--- Task instructions ---
Begin with the line where "Wildlife-survey tagging: tag each instance of the pale" appears. Set down that line and the rest of the records below it exactly as given.

++++ Records supplied

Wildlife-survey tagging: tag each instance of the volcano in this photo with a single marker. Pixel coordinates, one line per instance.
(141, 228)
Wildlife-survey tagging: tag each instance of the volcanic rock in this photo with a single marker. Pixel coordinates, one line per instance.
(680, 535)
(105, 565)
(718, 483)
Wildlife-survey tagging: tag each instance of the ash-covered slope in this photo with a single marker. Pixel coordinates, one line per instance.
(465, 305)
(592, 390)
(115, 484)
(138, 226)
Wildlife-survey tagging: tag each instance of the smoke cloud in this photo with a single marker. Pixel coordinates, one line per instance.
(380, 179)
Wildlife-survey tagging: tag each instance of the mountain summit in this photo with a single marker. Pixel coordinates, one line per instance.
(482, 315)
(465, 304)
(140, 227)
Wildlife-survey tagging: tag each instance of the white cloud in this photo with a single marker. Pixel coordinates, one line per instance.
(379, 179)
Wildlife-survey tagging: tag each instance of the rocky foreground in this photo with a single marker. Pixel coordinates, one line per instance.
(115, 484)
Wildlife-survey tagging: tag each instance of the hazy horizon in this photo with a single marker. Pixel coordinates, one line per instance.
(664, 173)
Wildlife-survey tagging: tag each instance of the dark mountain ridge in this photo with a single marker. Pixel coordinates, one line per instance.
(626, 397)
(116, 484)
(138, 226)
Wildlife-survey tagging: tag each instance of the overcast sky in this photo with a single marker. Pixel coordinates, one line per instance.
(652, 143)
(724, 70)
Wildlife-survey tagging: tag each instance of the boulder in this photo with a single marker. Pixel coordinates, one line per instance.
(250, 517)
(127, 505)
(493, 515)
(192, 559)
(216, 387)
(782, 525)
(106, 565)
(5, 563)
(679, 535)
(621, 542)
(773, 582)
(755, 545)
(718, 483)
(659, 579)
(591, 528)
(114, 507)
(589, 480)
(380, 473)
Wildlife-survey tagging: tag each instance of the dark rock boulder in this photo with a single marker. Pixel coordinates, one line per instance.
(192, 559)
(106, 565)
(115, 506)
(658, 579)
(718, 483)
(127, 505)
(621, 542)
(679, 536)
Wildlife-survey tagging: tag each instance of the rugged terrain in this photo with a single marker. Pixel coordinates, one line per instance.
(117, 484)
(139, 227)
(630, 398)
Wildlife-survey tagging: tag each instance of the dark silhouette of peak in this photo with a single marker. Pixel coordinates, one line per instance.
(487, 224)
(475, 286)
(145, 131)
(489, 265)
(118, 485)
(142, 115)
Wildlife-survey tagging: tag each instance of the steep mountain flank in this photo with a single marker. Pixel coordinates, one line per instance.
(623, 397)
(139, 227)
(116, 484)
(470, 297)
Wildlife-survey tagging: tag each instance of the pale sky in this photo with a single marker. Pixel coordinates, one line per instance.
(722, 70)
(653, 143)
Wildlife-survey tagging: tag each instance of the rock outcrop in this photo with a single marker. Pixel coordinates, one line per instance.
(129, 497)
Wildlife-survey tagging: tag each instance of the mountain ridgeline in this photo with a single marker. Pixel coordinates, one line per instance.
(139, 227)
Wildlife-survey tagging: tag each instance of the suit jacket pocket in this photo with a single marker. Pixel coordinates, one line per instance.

++++++++

--- Answer for this exercise ---
Wildlife-survey tagging: tag each instance of the pale sky in this photo with a single marker. Pixel coordinates, one line per instance.
(722, 70)
(653, 143)
Wildlife-survey tagging: tag each instance of the rock outcrop in this photo with a single marker. Pixel coordinates, one line per instance.
(129, 497)
Wildlife-survey tagging: tag each instance of the mountain ridgeline in this photo with a single marker. Pixel coordinates, one line per instance.
(139, 227)
Wildlife-survey tagging: tag each instance of the suit jacket pocket in this photo with a single marker. Pixel coordinates, one line per instance.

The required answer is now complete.